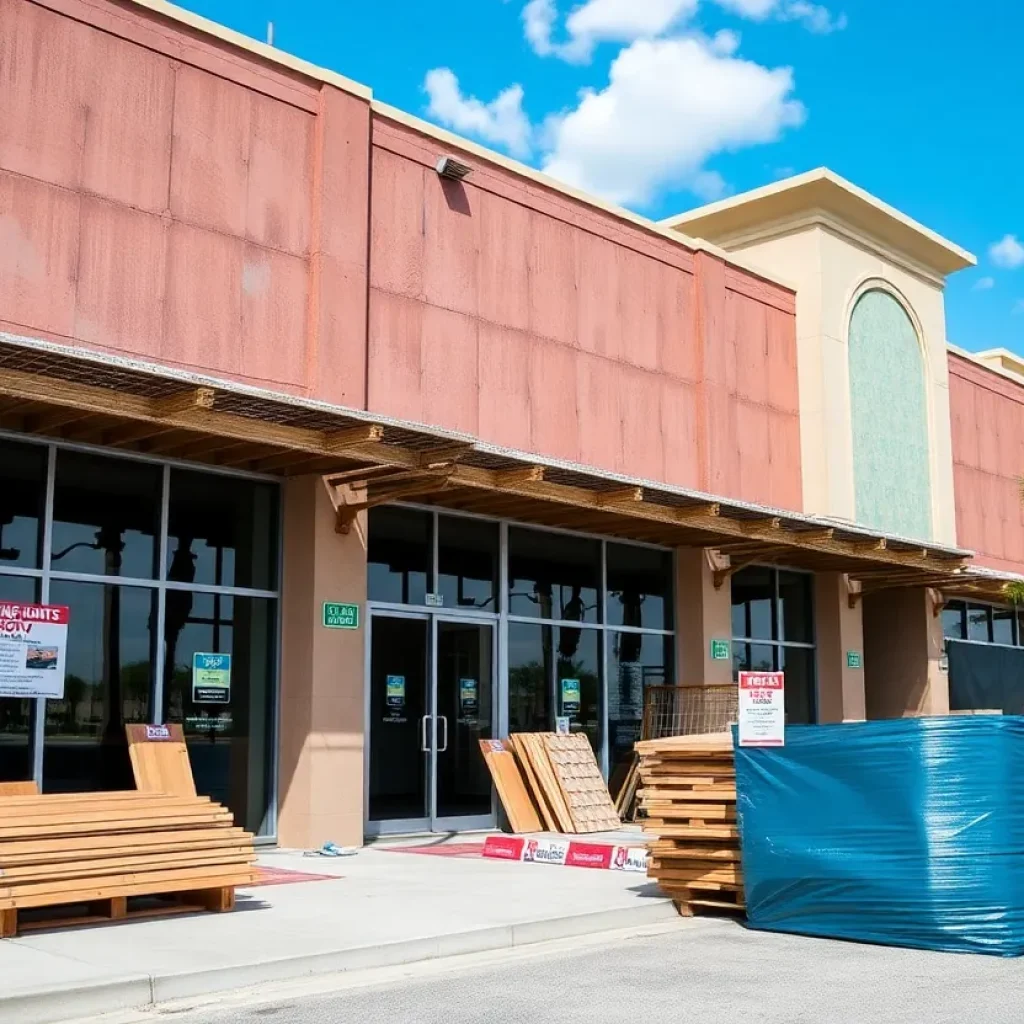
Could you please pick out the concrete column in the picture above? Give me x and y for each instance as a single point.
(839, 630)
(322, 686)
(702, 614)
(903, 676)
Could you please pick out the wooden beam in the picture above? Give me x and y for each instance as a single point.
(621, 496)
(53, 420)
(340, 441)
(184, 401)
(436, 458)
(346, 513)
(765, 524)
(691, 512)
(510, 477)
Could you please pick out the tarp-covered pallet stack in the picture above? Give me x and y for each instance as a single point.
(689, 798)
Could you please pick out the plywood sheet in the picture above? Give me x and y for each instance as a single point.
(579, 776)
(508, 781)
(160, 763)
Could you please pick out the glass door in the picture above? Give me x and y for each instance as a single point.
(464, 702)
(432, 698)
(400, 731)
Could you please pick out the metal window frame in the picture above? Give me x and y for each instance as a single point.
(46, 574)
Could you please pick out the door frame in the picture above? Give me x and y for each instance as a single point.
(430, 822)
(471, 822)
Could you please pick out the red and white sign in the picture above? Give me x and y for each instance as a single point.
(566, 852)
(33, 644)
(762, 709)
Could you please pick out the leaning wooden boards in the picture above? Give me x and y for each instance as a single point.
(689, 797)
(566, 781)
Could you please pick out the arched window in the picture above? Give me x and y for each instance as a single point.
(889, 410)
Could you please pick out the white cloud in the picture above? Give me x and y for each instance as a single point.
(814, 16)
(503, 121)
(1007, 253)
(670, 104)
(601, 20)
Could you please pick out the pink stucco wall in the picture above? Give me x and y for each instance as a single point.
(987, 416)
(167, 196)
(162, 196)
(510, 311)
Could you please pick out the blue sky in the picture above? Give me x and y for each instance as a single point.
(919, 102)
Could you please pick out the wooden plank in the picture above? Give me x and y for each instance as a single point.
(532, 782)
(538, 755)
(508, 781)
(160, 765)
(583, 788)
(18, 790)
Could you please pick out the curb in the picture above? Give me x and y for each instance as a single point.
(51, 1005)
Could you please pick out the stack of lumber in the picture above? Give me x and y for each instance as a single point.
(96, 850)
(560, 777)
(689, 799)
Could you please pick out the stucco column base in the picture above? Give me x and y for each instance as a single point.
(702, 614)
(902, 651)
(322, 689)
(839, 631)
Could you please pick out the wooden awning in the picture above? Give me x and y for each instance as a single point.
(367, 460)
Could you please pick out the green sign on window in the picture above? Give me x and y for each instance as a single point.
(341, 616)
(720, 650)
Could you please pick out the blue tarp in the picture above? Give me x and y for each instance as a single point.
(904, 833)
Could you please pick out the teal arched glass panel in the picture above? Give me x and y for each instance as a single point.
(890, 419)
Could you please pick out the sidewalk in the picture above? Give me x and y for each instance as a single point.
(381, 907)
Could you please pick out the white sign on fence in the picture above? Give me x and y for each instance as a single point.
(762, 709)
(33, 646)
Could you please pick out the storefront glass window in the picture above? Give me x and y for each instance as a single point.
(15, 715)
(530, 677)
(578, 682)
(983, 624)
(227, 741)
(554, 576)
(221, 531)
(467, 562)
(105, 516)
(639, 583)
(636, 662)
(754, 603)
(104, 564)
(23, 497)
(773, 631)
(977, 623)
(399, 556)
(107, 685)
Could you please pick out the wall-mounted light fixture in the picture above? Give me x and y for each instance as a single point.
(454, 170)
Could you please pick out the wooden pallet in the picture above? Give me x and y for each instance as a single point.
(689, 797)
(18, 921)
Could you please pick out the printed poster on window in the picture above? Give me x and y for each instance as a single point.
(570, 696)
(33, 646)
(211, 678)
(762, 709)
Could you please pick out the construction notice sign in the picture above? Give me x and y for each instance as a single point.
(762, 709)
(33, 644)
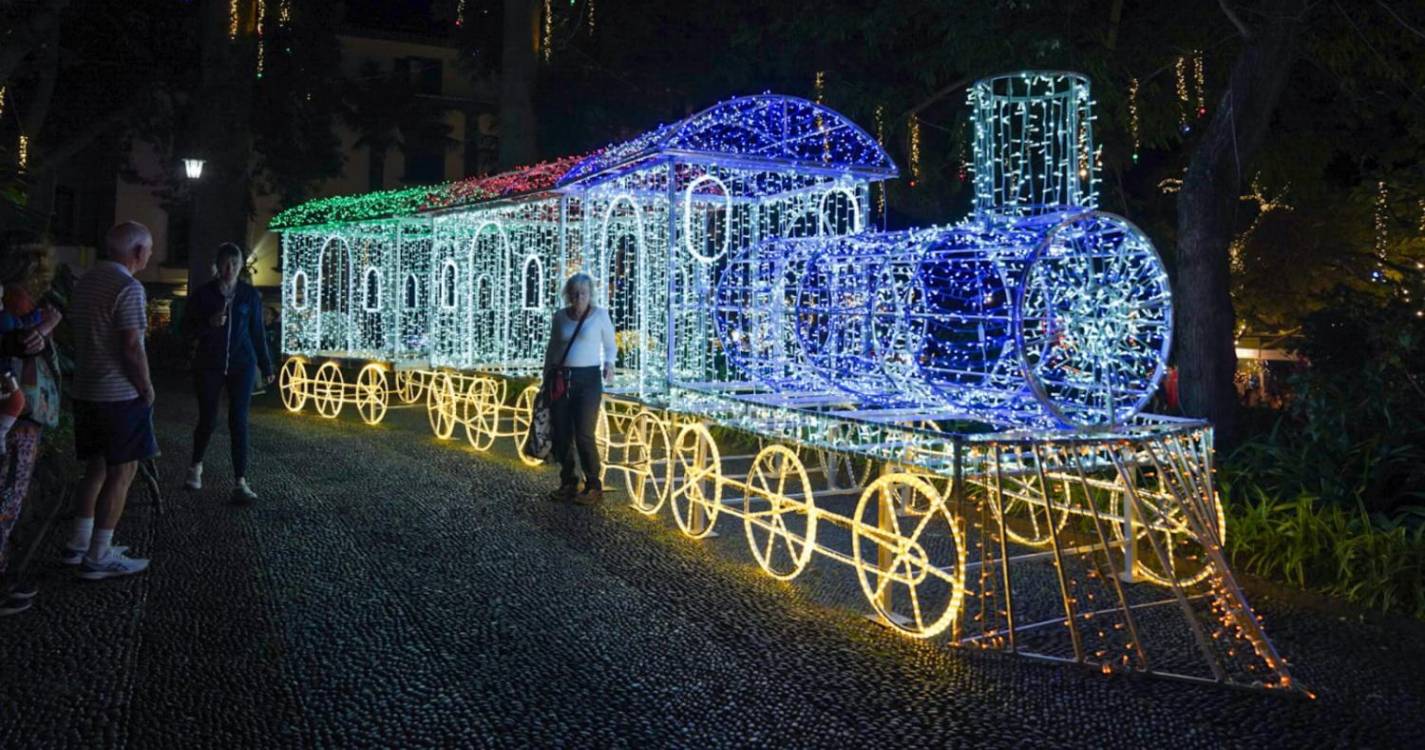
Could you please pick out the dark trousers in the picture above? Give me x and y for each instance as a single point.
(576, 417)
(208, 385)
********
▸ Work instructions: Could you lay out all the rows above as a two-column CSV with the headers "prompt" and "points", one line per row, each field in double quotes and any line breaks inside a field replaced with spaces? Leave the pictures out.

▸ Exercise solution:
prompt,points
"Could you please pick out the concrete column in the picture above? Give me x and y for each instance as a single point.","(839, 630) (322, 686) (702, 614) (903, 676)"
"Could you please pick out the wooden beam in the picture above? Give me x and y for each instance as a single point.","(621, 496) (53, 420) (340, 441) (184, 401) (436, 458) (346, 513) (765, 524) (691, 512) (510, 477)"
"Could you please pick out the tarp-covered pallet stack in the picture above? Give me x and y for each instance as a single point.","(689, 798)"
"Could you please pick out the plywood sheet in the picture above? Give me x and y for each instance as a single point.","(579, 776) (508, 781) (160, 763)"
"Could you please pick out the glass door in the picture above? Give me x and y for each instance as a single point.","(464, 702) (432, 698) (400, 731)"
"Could you please pick out the metal window frame in the picture above? Give me x and y for each instance as a single point.","(46, 574)"
"Could you please pick out the door frame in the picture above? Give me x and y for each instance as a single point.","(430, 822) (471, 822)"
"Could you please pick out the red and white sign in the picture above? Give me x and y for each instance as a single point.","(566, 852) (33, 644) (762, 709)"
"Could you please pick out the leaning wooden boards in the picture above? Give me x and y for each instance as a single point.","(689, 797) (566, 781)"
"Could you please pick out the arched window in the picture above? Give me x and y for each instance as a single point.","(889, 410)"
"Could you please pick out the white cloud in the picture above? Give me x and y for each instance as a single point.","(814, 16) (503, 121) (1007, 253) (670, 104) (601, 20)"
"Could you please pick out the pink stucco wall in the picture above? Give me x and y for each instance as a single point.","(987, 416) (167, 196) (162, 196) (510, 311)"
"Could you please pick out the blue sky in the picture above? Give me x and y for each instance as a single point.","(919, 102)"
"Could you please pick out the wooden plank in the picture above? Give me x and y for each instance as a single point.","(532, 782) (538, 755) (508, 781) (160, 765) (583, 788) (18, 790)"
"Could you please pick out the curb in the picture above? Give me x and y for each instance as a single point.","(51, 1005)"
"Could you please pick out the stack of lumber in the picture above? Give me x and y for each instance as a single point.","(96, 850) (560, 777) (689, 799)"
"Could you please pick out the stucco column base in the picture above? Give me x and y for each instance as a single point.","(702, 614) (902, 651) (322, 689) (839, 631)"
"Could you please pick out the wooden awning in the picture above? Give me x and y for each instance as a single point.","(367, 460)"
"Could you please pick out the green sign on window in the picture above? Give me x and y for each instance as a single point.","(341, 616) (720, 650)"
"Could you please pick out the blue tarp in the picture above? Give me x and y for each instance as a single point.","(904, 833)"
"Could you please pick out the teal arched glass panel in the picture above? Give me x and y for each instance as a single point.","(890, 419)"
"Could you please pick out the sidewalk in the picture above? Give me x and y for each instance as a single point.","(381, 907)"
"Could you please pick out the white sign on fence in the picture above? Give me x and y for each instance as a single point.","(762, 709) (33, 646)"
"Could you please pick out the storefront glass window in the picture above? Give me x and y for each instance as a single point.","(15, 715) (530, 677) (578, 682) (983, 624) (227, 741) (554, 576) (221, 531) (467, 562) (105, 516) (639, 583) (636, 662) (754, 603) (104, 564) (23, 497) (773, 631) (977, 623) (399, 556) (107, 685)"
"Could you please pick out the wall-mounted light fixture in the picture above? Give me x and y for each instance as a single point.","(454, 170)"
"Could you please pick out the wooden pallet in the picture above? Give me x and y for each instance as a single point.","(689, 797) (18, 921)"
"Could you please pick out the printed poster on window in the picture above? Give me x and y for each instance as a single point.","(570, 696) (33, 646) (211, 678) (762, 709)"
"Could you please pick out the construction notice sign in the picture above? Give me x and y for each instance as a single point.","(762, 709) (33, 644)"
"Could you please pick out the dark trousers in the picture above? Give me x and y for each instance as a single point.","(576, 417) (208, 385)"